>> START PAGE TEXT
In yet another aspect, a magnetic core for use in an integrated inductor assembly is provided. The magnetic core includes a first piece defining a first side of the magnetic core, a second piece defining a second side of the magnetic core opposite the first side, and an opening defined within the magnetic core. The second piece is formed separately from and attached to the first piece. At least one of the first piece and the second piece have a plurality of channels defined therein. Each of the channels is configured to receive a conductive winding to form an inductor. The opening extends into the magnetic core from at least one of the first side and the second side. Each of the channels extends into the opening, and is enclosed within the magnetic core between the first piece and the second piece.
Although specific features of various embodiments may be shown in some drawings and not in others, this is for convenience only. Any feature of any drawing may be referenced and/or claimed in combination with any feature of any other drawing.
Exemplary embodiments of integrated inductor assemblies are described herein. An integrated inductor assembly includes a magnetic core, a first inductor, and a second inductor. The magnetic core has a first side, an opposing second side, and an opening defined within the magnetic core. The opening extends into the magnetic core from at least one of the first side and the second side. The first inductor includes a first conductive winding inductively coupled to the magnetic core. The first conductive winding includes a first shorting segment positioned within the opening. The second inductor includes a second conductive winding inductively coupled to the magnetic core. The second conductive winding includes a second shorting segment positioned within the opening. The first and second inductors are configurable to operate independently of one another.
The embodiments described herein provide an integrated inductor assembly that includes at least two inductors capable of operating jointly and independently of one another. The integrated inductor assembly includes a magnetic core having an opening defined therein and a winding assembly inductively coupled to the magnetic core. Inductive segments of the winding assembly are enclosed within the magnetic assembly, and shorting segments that interconnect the inductive segments are positioned within the opening of the magnetic core. Such a configuration reduces and/or minimizes the mutual inductance between multiple inductors formed on the magnetic core, thus enabling the inductors to be operated independently of one another. Further, the integration of multiple inductors on a single magnetic core facilitates reducing the number and size of components needed to construct a given type of electrical circuit (e.g., a power converter).
In the example embodiment, first electrical circuit 108 and second electrical circuit 110 are each buck switching DC-DC voltage converters. Specifically, first electrical circuit 108 includes a first DC voltage supply 114, a first switching device 116, a first diode 118, first inductor 104, a first capacitor 120, a first load 122, and a first controller 124. The positive terminal of first DC voltage supply 114 is coupled to first switching device 116, which is in turn coupled to the cathode end of first diode 118 and first inductor 104. The anode end of first diode 118 is coupled to the return input terminal of first DC voltage supply 114. First capacitor 120 and first load 122 are coupled in parallel, and first inductor 104 is coupled to the first side of the parallel connection between first capacitor 120 and first load 122. First switching device 116 is operated by first controller 124, which switches first switching device 116 between open and closed positions to produce an output voltage Vout of first electrical circuit 108, which is measured as the voltage drop across first load 122.
>> END PAGE TEXT
>> START DATA LISTING
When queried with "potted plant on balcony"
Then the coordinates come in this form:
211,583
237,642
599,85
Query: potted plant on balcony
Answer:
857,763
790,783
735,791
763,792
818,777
>> END DATA LISTING
» THE TASK:
Reproduce everything in the inductor assembly text above from "Although specific features" down to "any other drawing.", word for word.

» OUTPUT:
Although specific features of various embodiments may be shown in some drawings and not in others, this is for convenience only. Any feature of any drawing may be referenced and/or claimed in combination with any feature of any other drawing.